> [Task goal]:
Repeat exactly, and only, the lines from the one containing "[locate] building facade (one dot each)" through the end of the records.

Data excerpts
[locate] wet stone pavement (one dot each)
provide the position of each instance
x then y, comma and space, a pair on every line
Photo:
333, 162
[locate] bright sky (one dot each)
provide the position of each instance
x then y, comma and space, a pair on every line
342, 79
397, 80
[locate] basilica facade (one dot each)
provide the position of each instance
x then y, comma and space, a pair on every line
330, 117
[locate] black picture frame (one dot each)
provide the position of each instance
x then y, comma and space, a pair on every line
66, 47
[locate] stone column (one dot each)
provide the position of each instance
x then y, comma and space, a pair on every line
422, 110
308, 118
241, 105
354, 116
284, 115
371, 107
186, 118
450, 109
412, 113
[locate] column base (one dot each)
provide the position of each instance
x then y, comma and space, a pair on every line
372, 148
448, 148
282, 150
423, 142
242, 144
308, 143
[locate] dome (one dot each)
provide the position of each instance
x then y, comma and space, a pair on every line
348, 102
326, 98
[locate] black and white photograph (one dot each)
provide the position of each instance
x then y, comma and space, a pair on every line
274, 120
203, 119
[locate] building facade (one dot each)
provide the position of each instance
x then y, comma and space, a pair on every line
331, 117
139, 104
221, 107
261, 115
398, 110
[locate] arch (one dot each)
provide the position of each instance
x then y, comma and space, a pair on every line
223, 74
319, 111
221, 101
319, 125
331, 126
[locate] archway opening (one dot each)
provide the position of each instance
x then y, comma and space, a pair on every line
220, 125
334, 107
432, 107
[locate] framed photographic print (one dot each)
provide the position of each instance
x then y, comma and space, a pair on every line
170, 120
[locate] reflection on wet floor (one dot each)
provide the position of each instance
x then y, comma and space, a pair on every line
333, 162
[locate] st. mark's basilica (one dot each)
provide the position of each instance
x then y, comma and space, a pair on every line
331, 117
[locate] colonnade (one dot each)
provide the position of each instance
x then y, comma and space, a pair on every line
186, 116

> [Finished exercise]:
[locate] building facade (one dot each)
provide the position of each instance
x then y, comma and space, a pair on every line
331, 117
139, 104
221, 107
261, 115
398, 110
[locate] arch (one dot each)
provide the position of each instance
x then y, comma and space, a pair on every line
223, 74
319, 111
221, 101
319, 125
331, 126
[locate] archway opening (one dot each)
provide the position of each instance
x then y, comma and space, a pair on every line
220, 125
334, 107
432, 107
[locate] framed photographic print (one dot each)
provide the position of each instance
x then y, comma and space, a pair on every line
170, 120
[locate] reflection on wet floor (one dot each)
provide the position of each instance
x then y, comma and space, a pair on every line
333, 162
[locate] st. mark's basilica (one dot each)
provide the position of each instance
x then y, comma and space, a pair on every line
331, 117
[locate] colonnade (one dot each)
provide the position of each instance
x then y, comma and space, a pair on every line
186, 116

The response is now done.